Stated task => Reproduce each of the following records verbatim, keeping every line identical to the original.

Pointing records =>
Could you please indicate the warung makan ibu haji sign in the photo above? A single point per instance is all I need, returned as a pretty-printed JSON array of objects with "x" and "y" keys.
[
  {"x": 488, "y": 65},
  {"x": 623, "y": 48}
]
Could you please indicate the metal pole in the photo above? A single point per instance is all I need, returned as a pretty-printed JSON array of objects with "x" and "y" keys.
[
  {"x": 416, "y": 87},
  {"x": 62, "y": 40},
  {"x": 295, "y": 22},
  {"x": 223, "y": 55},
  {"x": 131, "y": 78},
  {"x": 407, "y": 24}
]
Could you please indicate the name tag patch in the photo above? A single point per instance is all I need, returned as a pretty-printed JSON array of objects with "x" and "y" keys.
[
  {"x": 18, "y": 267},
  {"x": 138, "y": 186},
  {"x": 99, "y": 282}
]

Solution to this exercise =>
Could you please indicate the warung makan ibu haji sign in the photo above? A single point per instance is all I need, returned as a pretty-printed JSON array of objects with "x" and "y" keys.
[
  {"x": 488, "y": 65},
  {"x": 623, "y": 48}
]
Could you please indicate the metal pole in the photo above? A single point per instance is all I need, returned as a pretty-printed JSON array of objects with "x" and "y" keys.
[
  {"x": 416, "y": 87},
  {"x": 62, "y": 40},
  {"x": 295, "y": 22},
  {"x": 223, "y": 55},
  {"x": 131, "y": 78},
  {"x": 407, "y": 24}
]
Could you please indicate the name tag patch in the photo above? A single point per instance is all I need, returned as a pretty-printed JSON array of objects with "x" and "y" keys.
[
  {"x": 18, "y": 267},
  {"x": 138, "y": 186},
  {"x": 99, "y": 282}
]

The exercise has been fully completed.